▶ **CONSIGNES À SUIVRE**
Extrayez à l'identique, dans le texte sur l'épargne mal orientée, tout ce qui va de « L’économie mondiale ne » jusqu'à « de la consommation. ».

▶ **EXTRAIT CHOISI**
17.10.2019

L’épargne mal orientée serait-elle l’ennemie de la croissance ?

Focus mondial

L’économie mondiale ne souffre pas d’un manque d’épargne mais plutôt d’un excès d’épargne mal orientée. 

 

Avec le vieillissement de la population, avec la montée des incertitudes, l’épargne tend à se renforcer au détriment de la consommation.

 

L’aversion aux risques se traduit par une prédilection aux produits dont le rendement ne peut, dans ses conditions, que baisser. La répression financière menée par les pouvoirs publics, visant à faire supporter aux épargnants une forme d’impôt implicite afin de financer les dépenses publiques, semble avoir été acceptée par les épargnants, voire être acclamée.

 

Le Livret A n’a-t-il pas collecté près de 15 milliards d’euros durant les huit premiers mois de l’année ? Les fonds euros de l’assurance vie représente toujours plus de 75 % de la collecte. Le patrimoine financier des ménages français n’est-il pas constitué à 60 % de produits de taux sans risque ?

 

Cette allocation fait le bonheur des États endettés. Le service de la dette a, ces dernières années, fondu comme neige au soleil.

▶ **ÉLÉMENTS**
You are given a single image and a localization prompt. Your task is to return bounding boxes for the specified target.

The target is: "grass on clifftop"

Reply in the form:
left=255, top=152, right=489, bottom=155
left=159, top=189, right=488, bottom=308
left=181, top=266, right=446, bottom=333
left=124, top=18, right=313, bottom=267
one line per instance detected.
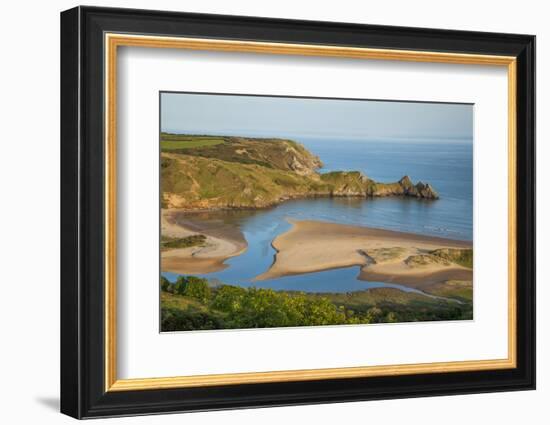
left=160, top=133, right=225, bottom=152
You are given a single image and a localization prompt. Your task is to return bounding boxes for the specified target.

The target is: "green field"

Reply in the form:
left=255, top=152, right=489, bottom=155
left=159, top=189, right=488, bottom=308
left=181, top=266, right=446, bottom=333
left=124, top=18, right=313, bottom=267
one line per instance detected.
left=160, top=133, right=225, bottom=151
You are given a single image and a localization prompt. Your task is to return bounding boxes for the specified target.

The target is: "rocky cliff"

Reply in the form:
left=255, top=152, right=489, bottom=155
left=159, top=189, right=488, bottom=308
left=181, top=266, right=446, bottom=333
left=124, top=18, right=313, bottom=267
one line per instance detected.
left=161, top=137, right=438, bottom=210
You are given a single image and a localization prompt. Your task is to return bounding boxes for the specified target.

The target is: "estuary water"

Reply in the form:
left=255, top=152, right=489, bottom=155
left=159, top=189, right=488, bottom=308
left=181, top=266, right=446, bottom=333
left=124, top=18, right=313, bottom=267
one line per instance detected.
left=163, top=138, right=473, bottom=292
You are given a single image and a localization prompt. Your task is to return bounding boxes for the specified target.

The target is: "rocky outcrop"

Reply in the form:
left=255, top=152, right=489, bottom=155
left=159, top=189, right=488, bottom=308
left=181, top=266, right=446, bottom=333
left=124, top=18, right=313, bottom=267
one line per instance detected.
left=161, top=137, right=439, bottom=210
left=320, top=171, right=439, bottom=199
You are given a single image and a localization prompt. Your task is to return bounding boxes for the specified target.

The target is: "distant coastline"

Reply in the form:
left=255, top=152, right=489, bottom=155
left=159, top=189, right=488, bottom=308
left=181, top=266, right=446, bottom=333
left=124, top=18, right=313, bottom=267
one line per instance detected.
left=161, top=133, right=439, bottom=211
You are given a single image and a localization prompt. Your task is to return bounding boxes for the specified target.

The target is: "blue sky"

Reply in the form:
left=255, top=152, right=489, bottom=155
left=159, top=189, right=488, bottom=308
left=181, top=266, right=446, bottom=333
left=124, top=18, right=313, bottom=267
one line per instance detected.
left=161, top=93, right=473, bottom=142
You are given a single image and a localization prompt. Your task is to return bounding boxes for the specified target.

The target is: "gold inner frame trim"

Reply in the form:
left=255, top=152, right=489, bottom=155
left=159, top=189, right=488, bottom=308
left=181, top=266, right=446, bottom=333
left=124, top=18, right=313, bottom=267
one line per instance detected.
left=104, top=33, right=517, bottom=391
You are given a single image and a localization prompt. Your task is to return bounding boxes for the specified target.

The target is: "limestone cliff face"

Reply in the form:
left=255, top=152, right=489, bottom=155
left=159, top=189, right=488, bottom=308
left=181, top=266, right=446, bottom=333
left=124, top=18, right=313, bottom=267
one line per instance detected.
left=161, top=138, right=438, bottom=210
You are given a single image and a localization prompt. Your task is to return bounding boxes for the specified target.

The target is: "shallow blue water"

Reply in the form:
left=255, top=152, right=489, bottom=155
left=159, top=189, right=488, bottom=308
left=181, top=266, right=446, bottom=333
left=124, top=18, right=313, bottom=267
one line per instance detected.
left=163, top=139, right=472, bottom=292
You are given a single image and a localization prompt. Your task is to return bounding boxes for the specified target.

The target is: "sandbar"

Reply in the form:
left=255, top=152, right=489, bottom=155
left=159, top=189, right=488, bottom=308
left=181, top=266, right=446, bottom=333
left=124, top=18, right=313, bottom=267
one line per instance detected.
left=161, top=209, right=248, bottom=274
left=255, top=219, right=472, bottom=289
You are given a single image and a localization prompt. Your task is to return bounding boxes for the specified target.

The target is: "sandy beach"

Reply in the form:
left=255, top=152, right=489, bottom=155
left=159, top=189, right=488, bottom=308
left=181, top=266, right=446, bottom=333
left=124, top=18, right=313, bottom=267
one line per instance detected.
left=161, top=210, right=247, bottom=274
left=256, top=219, right=472, bottom=289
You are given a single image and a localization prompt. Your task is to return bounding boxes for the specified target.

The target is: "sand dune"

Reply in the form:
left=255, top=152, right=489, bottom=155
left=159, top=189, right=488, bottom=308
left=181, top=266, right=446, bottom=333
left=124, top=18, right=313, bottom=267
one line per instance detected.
left=256, top=219, right=472, bottom=288
left=161, top=210, right=247, bottom=274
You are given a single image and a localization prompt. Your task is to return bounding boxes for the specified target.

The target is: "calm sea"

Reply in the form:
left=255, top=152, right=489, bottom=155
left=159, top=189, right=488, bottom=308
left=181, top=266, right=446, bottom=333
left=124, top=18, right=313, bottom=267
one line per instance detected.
left=163, top=139, right=473, bottom=292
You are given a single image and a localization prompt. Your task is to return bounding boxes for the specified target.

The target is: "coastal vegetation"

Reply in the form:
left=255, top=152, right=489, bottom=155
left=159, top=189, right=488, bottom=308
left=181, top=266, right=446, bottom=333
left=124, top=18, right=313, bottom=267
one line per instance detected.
left=160, top=276, right=472, bottom=332
left=161, top=133, right=438, bottom=210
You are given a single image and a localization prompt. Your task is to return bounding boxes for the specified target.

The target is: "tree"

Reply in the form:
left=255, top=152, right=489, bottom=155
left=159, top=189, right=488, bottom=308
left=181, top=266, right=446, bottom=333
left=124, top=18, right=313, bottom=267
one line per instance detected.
left=174, top=276, right=187, bottom=295
left=183, top=276, right=212, bottom=302
left=160, top=276, right=172, bottom=292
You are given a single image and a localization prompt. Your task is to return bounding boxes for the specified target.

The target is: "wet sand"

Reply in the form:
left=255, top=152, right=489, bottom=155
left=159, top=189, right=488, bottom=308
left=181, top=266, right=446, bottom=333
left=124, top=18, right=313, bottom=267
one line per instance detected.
left=255, top=219, right=472, bottom=288
left=161, top=210, right=247, bottom=274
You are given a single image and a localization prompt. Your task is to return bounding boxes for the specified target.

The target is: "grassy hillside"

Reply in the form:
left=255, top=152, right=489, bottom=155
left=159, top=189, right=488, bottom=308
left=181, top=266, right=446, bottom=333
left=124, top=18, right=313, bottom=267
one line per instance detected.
left=161, top=133, right=437, bottom=209
left=160, top=133, right=225, bottom=152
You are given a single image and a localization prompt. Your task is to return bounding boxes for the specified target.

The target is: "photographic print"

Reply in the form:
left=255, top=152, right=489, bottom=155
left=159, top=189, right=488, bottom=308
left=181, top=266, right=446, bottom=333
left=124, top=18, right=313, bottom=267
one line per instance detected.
left=159, top=92, right=474, bottom=332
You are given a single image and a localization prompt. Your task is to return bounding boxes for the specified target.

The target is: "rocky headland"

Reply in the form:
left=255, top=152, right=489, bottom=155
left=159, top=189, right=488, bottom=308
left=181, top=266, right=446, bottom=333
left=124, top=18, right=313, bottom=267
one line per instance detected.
left=161, top=136, right=439, bottom=211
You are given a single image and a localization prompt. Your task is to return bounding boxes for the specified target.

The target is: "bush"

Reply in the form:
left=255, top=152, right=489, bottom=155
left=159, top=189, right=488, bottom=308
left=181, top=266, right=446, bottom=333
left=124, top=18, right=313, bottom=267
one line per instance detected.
left=160, top=308, right=225, bottom=332
left=174, top=276, right=211, bottom=302
left=160, top=276, right=172, bottom=292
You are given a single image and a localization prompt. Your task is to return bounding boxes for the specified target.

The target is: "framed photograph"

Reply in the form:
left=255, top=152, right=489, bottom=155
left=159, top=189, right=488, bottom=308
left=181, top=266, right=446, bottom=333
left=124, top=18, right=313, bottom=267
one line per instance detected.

▶ **SOLUTION DU PROBLÈME**
L’économie mondiale ne souffre pas d’un manque d’épargne mais plutôt d’un excès d’épargne mal orientée. 

 

Avec le vieillissement de la population, avec la montée des incertitudes, l’épargne tend à se renforcer au détriment de la consommation.